>> start DATASET
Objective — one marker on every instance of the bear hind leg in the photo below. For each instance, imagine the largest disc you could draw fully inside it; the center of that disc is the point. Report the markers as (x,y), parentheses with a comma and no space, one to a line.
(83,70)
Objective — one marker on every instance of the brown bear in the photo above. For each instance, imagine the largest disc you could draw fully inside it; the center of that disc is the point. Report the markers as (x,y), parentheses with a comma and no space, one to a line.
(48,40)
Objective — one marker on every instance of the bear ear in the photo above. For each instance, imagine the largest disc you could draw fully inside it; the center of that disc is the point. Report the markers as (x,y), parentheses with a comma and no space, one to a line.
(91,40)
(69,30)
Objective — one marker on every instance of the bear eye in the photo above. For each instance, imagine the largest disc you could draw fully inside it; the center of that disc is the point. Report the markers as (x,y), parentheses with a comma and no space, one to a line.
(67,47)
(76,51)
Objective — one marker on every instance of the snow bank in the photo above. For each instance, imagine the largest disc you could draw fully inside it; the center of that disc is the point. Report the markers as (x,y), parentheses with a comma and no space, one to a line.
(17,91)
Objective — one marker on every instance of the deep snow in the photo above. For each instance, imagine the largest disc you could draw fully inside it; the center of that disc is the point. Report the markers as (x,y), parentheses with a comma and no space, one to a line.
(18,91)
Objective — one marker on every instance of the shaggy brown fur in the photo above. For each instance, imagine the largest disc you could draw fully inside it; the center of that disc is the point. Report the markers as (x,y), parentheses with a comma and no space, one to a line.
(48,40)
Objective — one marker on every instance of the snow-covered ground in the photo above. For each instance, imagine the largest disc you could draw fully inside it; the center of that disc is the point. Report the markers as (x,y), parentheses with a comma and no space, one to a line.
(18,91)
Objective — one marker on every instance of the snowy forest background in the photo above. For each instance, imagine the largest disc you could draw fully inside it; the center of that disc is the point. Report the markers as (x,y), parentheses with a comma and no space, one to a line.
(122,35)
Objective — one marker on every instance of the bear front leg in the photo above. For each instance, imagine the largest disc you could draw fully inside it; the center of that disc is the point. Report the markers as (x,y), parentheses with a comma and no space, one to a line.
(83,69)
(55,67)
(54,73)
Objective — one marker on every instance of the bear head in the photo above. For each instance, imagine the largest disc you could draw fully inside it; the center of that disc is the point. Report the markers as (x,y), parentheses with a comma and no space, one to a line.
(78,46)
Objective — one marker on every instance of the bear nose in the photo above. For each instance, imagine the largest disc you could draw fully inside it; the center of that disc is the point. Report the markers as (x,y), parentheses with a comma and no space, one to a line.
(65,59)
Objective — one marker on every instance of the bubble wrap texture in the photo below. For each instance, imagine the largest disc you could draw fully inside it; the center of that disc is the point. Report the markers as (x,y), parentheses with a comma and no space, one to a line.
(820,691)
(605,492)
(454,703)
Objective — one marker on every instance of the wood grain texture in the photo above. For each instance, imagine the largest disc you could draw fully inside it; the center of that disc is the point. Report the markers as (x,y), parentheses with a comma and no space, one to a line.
>> end DATASET
▶ [PROBLEM DETAILS] Look above for the line that holds "Objective — one marker on every instance of the bear front", then copy it and each line after it exactly, through the last line of the data.

▶ [ANSWER TO THE PROBLEM]
Objective — one marker on every instance of the bear front leg in the photo above. For each instance, imagine the largest disc you could draw fully inside it; the center of that disc is the point. Report the markers as (x,y), parentheses with a comma and no space, one to a line.
(83,69)
(55,67)
(54,73)
Objective — one marker on every instance of the bear head in the photo above. For each instance, imagine the largest disc you could draw fully inside it; the center of that disc is the point. Report the markers as (x,y), parentheses with a comma and no space, one to a line.
(78,46)
Objective — one marker on every instance of the bear nose in the photo above. For each instance, imagine the largest disc you could draw fully inside it; the center of that disc is the point. Report the markers as (x,y), parentheses with a comma and no space, one to a line.
(65,59)
Objective — one marker on every instance of the bubble wrap texture in the photo below. For each instance, imagine the largest disc you could draw fully inside it; the center of that disc is the point. Report the markers as (x,y), parentheses with a comma and no space, one to a line.
(820,691)
(605,492)
(454,703)
Objective — one marker on every instance of the wood grain texture in the photo above. For each instance, imagine the largest disc you could draw fully inside it; the center of that disc is the point. Report the markers as (x,y), parentheses with a comma and no space, one to a line.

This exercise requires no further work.